Source document:
((
Introduction

Patients requiring aortic root surgery represent a high-risk cohort due to underlying pathologies, often not amenable to transcatheter valve replacement or rapid deployment valve prostheses. Various conditions such as small aortic annulus, periannular abscess in aortic valve endocarditis or acute dissection involving the aortic root are just a few of clinical scenarios requiring surgical treatment of the anatomical unit of the aortic root, often with inferior results when treated by conventional stented tissue valves1,2,3,4. Clinical studies have furthermore demonstrated the benefit of root replacement by omission of the obstructive elements of conventional stented valves and facilitated upsizing by at least 1–2 sizes, positively influencing long-term ventricular remodelling and mass regression5,6.
))
Data:
((
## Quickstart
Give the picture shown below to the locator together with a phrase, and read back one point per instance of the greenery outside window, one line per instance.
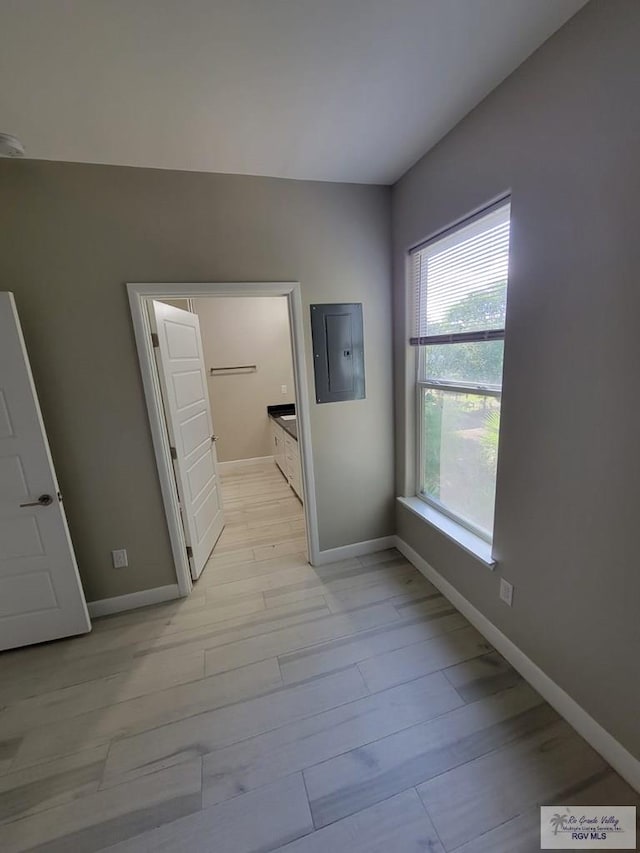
(459, 283)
))
Exercise instructions:
(A) Answer these questions about the aortic root surgery introduction:
(i) What two options are the underlying pathologies often not amenable to?
(ii) What type of valve often gives inferior results in the listed clinical scenarios?
(iii) By how many sizes does root replacement facilitate upsizing?
(B) Please reproduce, word for word, the part of the aortic root surgery introduction that opens with the words containing "Patients requiring aortic" and closes with "and mass regression5,6.".
(C) Write what comes next in the aortic root surgery introduction, starting after its final sentence.

Results of the exercise:
(A)
(i) Transcatheter valve replacement and rapid deployment valve prostheses.
(ii) Conventional stented tissue valves.
(iii) At least 1–2 sizes.

(B)
Patients requiring aortic root surgery represent a high-risk cohort due to underlying pathologies, often not amenable to transcatheter valve replacement or rapid deployment valve prostheses. Various conditions such as small aortic annulus, periannular abscess in aortic valve endocarditis or acute dissection involving the aortic root are just a few of clinical scenarios requiring surgical treatment of the anatomical unit of the aortic root, often with inferior results when treated by conventional stented tissue valves1,2,3,4. Clinical studies have furthermore demonstrated the benefit of root replacement by omission of the obstructive elements of conventional stented valves and facilitated upsizing by at least 1–2 sizes, positively influencing long-term ventricular remodelling and mass regression5,6.

(C)
At our institution, the Medtronic Freestyle® bioprosthesis is the preferred bioroot valve substitute when performing aortic root surgery7. Initial subcoronary implantation technique was rapidly abandoned in favour of the full root procedure due to a majority of patients presenting with root aneurysm or small aortic root with anticipated patient-prosthesis mismatch. This surgical technique could be performed with encouraging initial operative results while increased technical challenge of the root procedure could substantially be reduced by increasing surgical experience for this high-risk patient cohort7.

The goal of this clinical report was to perform an in-depth analysis of the surgical experience comparing separate subgroups of over 970 patients, this being the largest database of this stentless xenograft in a full root technique to date, focussing on hospital results and in-hospital mortality. Furthermore, we performed regression analysis to determine factors influencing hospital mortality in order to identify variables to consider when implementing this form of surgery.

Materials and Methods

This retrospective study analysed 971 patients in a time period of 18 years between November 1999 and March 2017 undergoing aortic root replacement using the Medtronic Freestyle® bioprosthesis. Altogether nine attending surgeons with similar experience in aortic valve and root surgery performed the full root technique.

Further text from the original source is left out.